**Reading passage:**
* BEGIN *

I have a problem finding a matrix of coefficients for $$Q(x,y,z)=3x^2+2y^2+3z^2-2xy-2yz$$ original question is "Find the eigenvalues and the eigenvectors of the matrix of its coefficients"
I am able to find eigenvalues and eigenvectors, but I get stuck at the first step.
Assume $$\begin{bmatrix}x & y & z \end{bmatrix} \begin{bmatrix}3 & a & b \\ c & 2 & d \\ e & f & 3 \end{bmatrix}\begin{bmatrix}x \\ y \\ z \end{bmatrix}=3x^2+2y^2+3z^2-2xy-2yz$$ then find $\ a,b,c,d,e,f \ $ by equality, like below $$\begin{bmatrix}x & y & z \end{bmatrix}\begin{bmatrix}3x+ay+bz \\ cy+2y+dz \\ ex+fy+3z \end{bmatrix}\\ x(3x+ay+bz)+y(cx+2y+dz)+z(ex+fy+3z)$$ Is there an easy way to find the coefficients in the matrix with respect to $ -2xy-2yz \ $ in $Q(x,y,z)$?
As you can see the entries $a$ and $c$ will both give the terms in $(a+c)xy$. The entries $b$ and $e$ give the terms in $(b+e)xz$. The entries $d$ and $f$ will give the terms in $(d+f)yz$.
The simples way is to suppose that the matrix is symmetric (i.e. $a = c$, $b = e$, $d = f$). In this way the non diagonal entries of our matrix our simply half the coefficient of the respective term in $Q$.
More explicitly the non diagonal entry $a_{ij}$ in the matrix will be half the coefficient of $x_{i}x_j$ in $Q(x,y,z)$ where ($x_1=x , x_2 = y, x_3 = z)$.
In your example you find the term $-2xy$ in $Q$ so take $a$ the half of $-2$. That is, $a = -1$. The term $-2yz$ in $Q$ gives $d = -1$. There is no term in $xz$ so the coefficient of $xz$ is $0 \implies b = 0$.
The matrix you're looking for is the following
$$ \begin{pmatrix} 3 & -1 & 0 \\ -1 & 2 & -1 \\0 & -1 & 3\end{pmatrix}.$$

* END *

**What to do:**
A. In the quadratic form thread, copy everything from "As you can see" down to "x_2 = y, x_3 = z)$.", swapping "non diagonal" for "off-diagonal".
B. In the quadratic form thread, why is the entry $a$ set to $-1$? Answer in one to three sentences.

**Record excerpts:**
* BEGIN *

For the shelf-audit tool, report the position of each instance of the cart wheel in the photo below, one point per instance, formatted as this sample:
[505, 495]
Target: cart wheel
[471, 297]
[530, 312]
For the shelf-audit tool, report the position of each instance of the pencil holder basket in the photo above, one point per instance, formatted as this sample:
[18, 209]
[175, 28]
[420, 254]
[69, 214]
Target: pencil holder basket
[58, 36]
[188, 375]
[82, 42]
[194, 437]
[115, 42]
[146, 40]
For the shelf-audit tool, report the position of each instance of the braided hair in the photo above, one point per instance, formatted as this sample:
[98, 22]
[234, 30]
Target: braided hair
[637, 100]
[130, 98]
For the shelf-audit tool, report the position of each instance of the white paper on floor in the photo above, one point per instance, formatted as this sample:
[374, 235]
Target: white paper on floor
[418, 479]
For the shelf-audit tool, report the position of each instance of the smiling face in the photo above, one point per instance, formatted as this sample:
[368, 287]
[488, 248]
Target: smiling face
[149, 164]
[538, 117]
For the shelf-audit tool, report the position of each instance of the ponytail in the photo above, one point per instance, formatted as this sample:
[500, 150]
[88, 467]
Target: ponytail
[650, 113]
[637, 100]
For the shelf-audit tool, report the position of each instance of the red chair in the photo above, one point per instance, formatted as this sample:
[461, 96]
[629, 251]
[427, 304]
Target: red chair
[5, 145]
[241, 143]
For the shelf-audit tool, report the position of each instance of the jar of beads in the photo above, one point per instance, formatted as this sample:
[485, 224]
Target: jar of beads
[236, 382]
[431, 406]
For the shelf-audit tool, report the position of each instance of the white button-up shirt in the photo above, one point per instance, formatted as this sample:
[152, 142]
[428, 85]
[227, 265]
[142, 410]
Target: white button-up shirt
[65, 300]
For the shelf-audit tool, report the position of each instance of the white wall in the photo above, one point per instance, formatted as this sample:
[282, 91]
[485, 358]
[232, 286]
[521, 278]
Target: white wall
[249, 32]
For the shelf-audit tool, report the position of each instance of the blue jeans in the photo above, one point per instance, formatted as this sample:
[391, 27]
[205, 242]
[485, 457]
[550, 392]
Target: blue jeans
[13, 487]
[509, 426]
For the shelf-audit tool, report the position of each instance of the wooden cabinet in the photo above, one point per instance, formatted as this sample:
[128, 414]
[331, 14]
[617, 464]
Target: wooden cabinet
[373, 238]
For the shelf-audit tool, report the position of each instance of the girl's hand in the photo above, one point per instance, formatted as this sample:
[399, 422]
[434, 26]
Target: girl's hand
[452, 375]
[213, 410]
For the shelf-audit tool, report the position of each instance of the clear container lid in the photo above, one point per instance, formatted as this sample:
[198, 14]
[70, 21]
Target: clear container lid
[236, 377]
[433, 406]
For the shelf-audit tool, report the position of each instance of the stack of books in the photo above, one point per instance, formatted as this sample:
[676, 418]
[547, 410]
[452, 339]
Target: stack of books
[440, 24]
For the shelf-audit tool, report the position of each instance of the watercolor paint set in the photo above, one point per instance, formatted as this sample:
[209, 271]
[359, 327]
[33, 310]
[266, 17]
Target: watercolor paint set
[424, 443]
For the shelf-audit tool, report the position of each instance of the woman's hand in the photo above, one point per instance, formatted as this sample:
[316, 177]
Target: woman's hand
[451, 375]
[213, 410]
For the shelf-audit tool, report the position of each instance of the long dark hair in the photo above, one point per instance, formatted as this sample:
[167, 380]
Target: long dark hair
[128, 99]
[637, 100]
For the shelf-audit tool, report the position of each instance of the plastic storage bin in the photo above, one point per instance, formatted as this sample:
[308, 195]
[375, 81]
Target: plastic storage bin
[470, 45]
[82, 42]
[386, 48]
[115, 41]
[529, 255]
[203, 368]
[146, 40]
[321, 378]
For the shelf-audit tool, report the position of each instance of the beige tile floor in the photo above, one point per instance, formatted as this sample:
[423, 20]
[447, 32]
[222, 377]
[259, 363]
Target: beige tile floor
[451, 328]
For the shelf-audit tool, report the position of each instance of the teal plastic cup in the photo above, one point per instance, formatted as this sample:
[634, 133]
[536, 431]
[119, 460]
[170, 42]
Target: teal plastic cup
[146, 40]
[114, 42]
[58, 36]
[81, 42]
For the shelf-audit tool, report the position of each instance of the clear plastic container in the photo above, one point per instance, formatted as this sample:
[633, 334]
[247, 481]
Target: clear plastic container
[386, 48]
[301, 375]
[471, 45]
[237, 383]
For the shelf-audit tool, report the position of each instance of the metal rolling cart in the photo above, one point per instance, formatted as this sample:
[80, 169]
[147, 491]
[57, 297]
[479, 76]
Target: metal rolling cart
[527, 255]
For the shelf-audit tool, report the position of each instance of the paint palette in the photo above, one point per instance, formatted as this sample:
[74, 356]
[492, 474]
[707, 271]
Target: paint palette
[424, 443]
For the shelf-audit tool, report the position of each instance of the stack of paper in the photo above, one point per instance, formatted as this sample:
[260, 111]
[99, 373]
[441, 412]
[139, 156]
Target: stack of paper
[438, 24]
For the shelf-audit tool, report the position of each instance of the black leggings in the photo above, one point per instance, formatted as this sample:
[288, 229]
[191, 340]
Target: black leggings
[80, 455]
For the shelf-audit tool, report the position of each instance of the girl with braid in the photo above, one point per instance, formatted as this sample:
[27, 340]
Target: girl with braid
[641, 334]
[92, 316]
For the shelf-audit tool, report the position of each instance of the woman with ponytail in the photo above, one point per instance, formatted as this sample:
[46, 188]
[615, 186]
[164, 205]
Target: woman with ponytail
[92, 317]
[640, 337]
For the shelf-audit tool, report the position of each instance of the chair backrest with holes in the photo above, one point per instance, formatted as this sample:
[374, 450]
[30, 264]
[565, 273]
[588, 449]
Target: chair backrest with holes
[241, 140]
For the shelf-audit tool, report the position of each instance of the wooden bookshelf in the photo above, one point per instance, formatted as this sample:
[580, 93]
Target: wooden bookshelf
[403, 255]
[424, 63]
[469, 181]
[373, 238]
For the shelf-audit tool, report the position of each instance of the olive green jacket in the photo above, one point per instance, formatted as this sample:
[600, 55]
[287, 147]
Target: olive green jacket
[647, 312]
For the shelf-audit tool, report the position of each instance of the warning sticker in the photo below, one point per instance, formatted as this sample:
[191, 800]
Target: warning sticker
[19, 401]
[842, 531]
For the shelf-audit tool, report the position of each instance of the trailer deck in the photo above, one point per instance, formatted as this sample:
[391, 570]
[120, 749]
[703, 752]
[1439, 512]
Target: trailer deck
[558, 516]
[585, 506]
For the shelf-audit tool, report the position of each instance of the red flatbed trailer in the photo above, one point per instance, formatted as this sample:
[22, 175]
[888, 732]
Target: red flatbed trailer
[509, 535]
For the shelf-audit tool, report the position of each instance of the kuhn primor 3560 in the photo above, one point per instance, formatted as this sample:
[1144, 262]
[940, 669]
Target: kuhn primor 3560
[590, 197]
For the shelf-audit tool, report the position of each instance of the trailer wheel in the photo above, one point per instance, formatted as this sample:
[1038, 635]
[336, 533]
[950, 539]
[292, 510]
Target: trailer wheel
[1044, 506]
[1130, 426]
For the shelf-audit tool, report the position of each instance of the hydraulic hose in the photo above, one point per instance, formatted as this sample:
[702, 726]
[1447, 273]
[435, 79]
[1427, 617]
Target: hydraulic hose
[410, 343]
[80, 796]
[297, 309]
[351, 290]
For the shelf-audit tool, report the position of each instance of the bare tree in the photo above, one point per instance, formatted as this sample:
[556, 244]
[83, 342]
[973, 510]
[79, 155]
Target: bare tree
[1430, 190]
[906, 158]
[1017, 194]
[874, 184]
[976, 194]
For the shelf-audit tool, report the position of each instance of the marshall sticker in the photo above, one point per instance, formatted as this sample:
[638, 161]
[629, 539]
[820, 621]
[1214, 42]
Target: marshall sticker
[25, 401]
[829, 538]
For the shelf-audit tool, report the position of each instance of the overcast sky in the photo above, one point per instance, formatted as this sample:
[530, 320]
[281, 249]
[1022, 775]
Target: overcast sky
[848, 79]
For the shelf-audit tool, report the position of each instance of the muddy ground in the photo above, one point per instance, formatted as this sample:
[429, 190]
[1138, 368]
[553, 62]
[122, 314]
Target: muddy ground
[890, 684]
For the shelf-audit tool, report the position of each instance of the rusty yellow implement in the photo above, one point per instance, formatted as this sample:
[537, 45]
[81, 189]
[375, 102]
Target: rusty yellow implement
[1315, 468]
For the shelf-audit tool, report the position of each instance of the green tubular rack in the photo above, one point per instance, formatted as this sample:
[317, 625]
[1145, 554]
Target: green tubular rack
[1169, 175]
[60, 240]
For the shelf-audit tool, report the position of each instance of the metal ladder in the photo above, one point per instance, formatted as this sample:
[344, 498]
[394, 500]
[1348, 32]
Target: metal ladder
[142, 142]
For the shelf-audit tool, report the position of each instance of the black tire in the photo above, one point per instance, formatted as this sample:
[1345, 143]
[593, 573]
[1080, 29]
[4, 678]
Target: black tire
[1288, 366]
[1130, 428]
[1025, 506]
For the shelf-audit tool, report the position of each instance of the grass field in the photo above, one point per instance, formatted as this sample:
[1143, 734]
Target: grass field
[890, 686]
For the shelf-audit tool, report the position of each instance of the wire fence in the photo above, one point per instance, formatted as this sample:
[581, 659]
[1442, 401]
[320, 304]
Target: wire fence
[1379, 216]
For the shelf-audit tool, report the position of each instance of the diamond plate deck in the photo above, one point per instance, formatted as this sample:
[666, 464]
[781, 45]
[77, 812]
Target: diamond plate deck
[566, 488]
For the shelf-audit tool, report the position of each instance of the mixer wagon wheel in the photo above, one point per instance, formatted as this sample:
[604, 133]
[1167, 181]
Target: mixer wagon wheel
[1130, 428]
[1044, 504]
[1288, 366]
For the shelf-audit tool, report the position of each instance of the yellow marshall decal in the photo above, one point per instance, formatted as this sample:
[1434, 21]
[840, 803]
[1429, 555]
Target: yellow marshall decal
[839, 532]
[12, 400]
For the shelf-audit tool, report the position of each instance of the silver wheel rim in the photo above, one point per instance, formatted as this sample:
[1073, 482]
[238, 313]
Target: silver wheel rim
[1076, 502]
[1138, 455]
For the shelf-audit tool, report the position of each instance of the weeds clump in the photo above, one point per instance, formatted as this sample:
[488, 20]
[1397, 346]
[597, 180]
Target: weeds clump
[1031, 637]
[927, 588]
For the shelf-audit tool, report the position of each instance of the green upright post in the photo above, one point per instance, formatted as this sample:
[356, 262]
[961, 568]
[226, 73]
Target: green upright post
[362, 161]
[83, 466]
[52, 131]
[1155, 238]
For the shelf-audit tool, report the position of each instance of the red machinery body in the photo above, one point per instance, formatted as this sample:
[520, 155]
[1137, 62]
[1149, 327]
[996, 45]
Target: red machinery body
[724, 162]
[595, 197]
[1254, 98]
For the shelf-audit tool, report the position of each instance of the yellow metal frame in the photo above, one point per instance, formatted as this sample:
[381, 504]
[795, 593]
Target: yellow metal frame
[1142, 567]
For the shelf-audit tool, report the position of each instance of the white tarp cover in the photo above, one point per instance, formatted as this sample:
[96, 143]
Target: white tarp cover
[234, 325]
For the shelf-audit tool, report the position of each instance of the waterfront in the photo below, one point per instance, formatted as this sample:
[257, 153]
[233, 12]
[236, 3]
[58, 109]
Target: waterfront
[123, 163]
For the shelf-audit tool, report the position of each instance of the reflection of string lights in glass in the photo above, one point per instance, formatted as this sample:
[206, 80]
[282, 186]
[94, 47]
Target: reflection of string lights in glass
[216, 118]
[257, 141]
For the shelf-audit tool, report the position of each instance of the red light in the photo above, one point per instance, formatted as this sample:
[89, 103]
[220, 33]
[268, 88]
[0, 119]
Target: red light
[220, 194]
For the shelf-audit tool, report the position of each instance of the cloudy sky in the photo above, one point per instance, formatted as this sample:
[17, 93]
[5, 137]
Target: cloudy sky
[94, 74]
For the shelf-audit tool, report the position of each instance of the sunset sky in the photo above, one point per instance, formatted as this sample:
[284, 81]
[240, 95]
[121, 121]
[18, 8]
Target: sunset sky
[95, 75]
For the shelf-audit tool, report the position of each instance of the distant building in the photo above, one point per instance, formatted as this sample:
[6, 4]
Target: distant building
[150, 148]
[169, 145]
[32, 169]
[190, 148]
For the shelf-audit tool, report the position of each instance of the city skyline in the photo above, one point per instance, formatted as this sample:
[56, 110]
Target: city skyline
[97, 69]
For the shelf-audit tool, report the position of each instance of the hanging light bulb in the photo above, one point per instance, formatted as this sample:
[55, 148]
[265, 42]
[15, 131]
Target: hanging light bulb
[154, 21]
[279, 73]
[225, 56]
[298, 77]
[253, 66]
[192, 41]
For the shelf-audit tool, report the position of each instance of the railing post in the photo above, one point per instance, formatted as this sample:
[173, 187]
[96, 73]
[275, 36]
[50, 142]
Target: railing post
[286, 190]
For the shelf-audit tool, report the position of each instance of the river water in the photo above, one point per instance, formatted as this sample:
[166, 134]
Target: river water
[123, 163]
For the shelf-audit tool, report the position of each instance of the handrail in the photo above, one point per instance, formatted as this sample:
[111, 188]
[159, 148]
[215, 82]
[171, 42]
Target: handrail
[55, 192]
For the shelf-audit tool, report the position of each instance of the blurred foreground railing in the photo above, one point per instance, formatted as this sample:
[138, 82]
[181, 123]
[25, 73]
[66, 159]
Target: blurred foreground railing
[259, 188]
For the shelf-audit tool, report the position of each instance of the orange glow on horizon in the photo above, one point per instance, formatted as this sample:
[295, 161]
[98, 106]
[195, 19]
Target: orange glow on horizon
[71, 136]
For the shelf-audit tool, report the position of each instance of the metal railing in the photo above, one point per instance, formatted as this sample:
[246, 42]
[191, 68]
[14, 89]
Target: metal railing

* END *

**Solutions per task:**
A.
As you can see the entries $a$ and $c$ will both give the terms in $(a+c)xy$. The entries $b$ and $e$ give the terms in $(b+e)xz$. The entries $d$ and $f$ will give the terms in $(d+f)yz$.
The simples way is to suppose that the matrix is symmetric (i.e. $a = c$, $b = e$, $d = f$). In this way the off-diagonal entries of our matrix our simply half the coefficient of the respective term in $Q$.
More explicitly the off-diagonal entry $a_{ij}$ in the matrix will be half the coefficient of $x_{i}x_j$ in $Q(x,y,z)$ where ($x_1=x , x_2 = y, x_3 = z)$.

B. The matrix is assumed to be symmetric, so each non-diagonal entry is half the coefficient of the matching term in $Q$. The $xy$ term in $Q$ is $-2xy$, so $a$ is half of $-2$, which is $-1$.